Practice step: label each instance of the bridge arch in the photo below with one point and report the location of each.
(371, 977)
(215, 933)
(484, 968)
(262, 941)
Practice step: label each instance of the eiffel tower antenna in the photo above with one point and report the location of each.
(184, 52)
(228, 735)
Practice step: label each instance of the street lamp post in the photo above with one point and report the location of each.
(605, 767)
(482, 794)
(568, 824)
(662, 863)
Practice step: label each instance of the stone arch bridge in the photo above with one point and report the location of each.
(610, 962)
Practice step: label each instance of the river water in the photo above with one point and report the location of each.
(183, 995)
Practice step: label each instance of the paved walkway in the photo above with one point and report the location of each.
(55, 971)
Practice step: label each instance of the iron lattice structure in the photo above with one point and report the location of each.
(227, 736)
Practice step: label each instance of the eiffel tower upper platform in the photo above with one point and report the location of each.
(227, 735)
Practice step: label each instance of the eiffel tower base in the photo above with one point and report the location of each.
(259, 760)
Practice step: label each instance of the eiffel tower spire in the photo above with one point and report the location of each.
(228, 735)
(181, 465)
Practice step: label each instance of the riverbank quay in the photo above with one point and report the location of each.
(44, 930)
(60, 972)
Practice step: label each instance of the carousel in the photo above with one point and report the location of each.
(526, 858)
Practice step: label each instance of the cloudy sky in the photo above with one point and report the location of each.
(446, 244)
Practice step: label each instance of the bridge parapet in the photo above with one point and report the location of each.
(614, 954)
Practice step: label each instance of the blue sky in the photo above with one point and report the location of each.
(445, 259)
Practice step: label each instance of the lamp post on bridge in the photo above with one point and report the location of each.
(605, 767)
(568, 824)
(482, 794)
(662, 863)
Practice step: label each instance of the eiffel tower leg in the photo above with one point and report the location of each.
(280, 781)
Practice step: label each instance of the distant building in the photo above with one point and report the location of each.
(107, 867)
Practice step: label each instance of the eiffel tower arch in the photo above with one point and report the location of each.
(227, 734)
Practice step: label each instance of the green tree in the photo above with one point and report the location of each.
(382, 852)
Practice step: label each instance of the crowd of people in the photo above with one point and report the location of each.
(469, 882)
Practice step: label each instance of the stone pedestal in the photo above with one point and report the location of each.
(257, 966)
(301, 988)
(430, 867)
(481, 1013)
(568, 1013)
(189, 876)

**What needs to be done:**
Your answer should consist only of the lines from the one with "Practice step: label each instance of the riverbank" through the end of the data above, reproduced exactly.

**Finished answer:**
Practice step: label each instance of the riverbank quay in the photo above with one point and report the location of each.
(44, 930)
(60, 972)
Practice step: label each instance of the carousel in the photo above with one point and report the location of each.
(526, 858)
Practice step: label each instance of the cloudy sky in the photo above with one point and report the location of each.
(446, 244)
Practice step: label each instance of the bridge parapet in the photo above with one point and report the location of each.
(614, 954)
Practice step: label each instance of the blue sky in the photo above with one point and report the location of each.
(445, 259)
Practice step: label each instance of the lamp post on bridge in the photo above with one point and report the location of each.
(605, 767)
(568, 824)
(482, 794)
(662, 863)
Practice step: label each instance of the eiffel tower leg in the photo above with one point and report the location of each.
(280, 781)
Practice step: label each instance of the distant building in the photo above with one point and report the location of each.
(107, 867)
Practice step: label each instance of the eiffel tower arch in the photo above with one point and report the location of each.
(227, 734)
Practice step: label each instance of the green tree in the photo above with one point and report the location of each.
(382, 852)
Practice step: label each instance of the crowd of people in the photo above with one point and report the location of each.
(469, 882)
Practice step: label each instance of the stone pedestal in the photo above with one point and report the location of each.
(257, 966)
(301, 988)
(430, 867)
(481, 1013)
(568, 1013)
(189, 876)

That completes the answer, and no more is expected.